Input records:

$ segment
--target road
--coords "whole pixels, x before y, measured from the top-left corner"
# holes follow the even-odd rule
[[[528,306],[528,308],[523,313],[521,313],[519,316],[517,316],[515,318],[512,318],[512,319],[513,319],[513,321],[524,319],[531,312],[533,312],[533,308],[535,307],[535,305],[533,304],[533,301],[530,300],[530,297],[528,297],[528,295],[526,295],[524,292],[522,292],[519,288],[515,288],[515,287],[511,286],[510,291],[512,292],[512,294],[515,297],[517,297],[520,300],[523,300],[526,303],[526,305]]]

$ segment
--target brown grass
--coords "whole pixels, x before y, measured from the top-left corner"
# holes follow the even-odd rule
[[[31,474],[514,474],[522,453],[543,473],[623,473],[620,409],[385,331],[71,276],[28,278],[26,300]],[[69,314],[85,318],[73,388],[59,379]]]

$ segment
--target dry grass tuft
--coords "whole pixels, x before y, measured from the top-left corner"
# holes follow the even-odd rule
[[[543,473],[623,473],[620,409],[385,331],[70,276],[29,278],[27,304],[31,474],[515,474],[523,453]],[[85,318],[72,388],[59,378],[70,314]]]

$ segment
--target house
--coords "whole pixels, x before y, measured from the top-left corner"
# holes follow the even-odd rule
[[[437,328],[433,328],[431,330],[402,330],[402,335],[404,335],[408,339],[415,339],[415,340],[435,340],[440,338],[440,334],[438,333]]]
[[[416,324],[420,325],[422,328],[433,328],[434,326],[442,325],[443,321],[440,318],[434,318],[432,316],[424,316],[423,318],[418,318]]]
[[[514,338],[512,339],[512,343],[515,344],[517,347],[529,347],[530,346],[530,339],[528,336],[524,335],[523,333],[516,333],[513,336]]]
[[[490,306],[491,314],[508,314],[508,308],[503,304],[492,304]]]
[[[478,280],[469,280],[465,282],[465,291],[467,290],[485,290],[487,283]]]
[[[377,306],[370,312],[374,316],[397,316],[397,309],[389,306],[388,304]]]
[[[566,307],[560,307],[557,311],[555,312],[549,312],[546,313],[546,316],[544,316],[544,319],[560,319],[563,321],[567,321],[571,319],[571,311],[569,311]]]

What you have to do: Restate all of the entries exactly, please.

Exercise answer:
$ segment
--target road
--coords "whole pixels, x before y, measured from the top-left corner"
# holes follow the even-odd rule
[[[528,306],[528,308],[523,313],[521,313],[519,316],[517,316],[515,318],[512,318],[512,319],[513,319],[513,321],[524,319],[531,312],[533,312],[533,308],[535,307],[535,305],[533,304],[533,301],[530,300],[530,297],[528,297],[528,295],[526,295],[524,292],[522,292],[519,288],[515,288],[515,287],[511,286],[510,291],[512,292],[512,294],[515,297],[517,297],[520,300],[523,300],[526,303],[526,305]]]

$ segment
--target brown grass
--coords "whole pixels, x before y, measured from the top-left corner"
# holes follow the even-odd rule
[[[31,474],[514,474],[522,453],[543,473],[623,473],[620,409],[385,331],[71,276],[28,278],[26,300]],[[69,314],[85,318],[73,388],[59,379]]]

$ segment
--target dry grass tuft
--coords "whole pixels, x before y, measured from the top-left corner"
# holes follow the even-odd rule
[[[543,473],[623,473],[620,409],[385,331],[70,276],[29,278],[27,304],[31,474],[515,474],[523,453]],[[85,318],[72,388],[59,378],[70,314]]]

$ segment
--target house
--coords "whole pixels, x before y, measured from the top-left corner"
# holes follow the even-odd rule
[[[437,328],[433,328],[431,330],[402,330],[402,335],[404,335],[408,339],[415,339],[415,340],[435,340],[440,338],[440,334],[438,333]]]
[[[416,324],[420,325],[422,328],[433,328],[434,326],[442,325],[443,321],[440,318],[434,318],[432,316],[424,316],[423,318],[418,318]]]
[[[514,338],[512,339],[512,343],[515,344],[517,347],[529,347],[530,346],[530,339],[528,336],[524,335],[523,333],[516,333],[513,336]]]
[[[490,306],[491,314],[508,314],[508,308],[503,304],[492,304]]]
[[[478,280],[469,280],[465,282],[465,291],[467,290],[485,290],[487,283]]]
[[[377,306],[370,312],[374,316],[397,316],[397,309],[389,306],[388,304]]]
[[[566,307],[560,307],[557,311],[555,312],[549,312],[546,313],[546,316],[544,316],[544,319],[560,319],[563,321],[567,321],[571,319],[571,311],[569,311]]]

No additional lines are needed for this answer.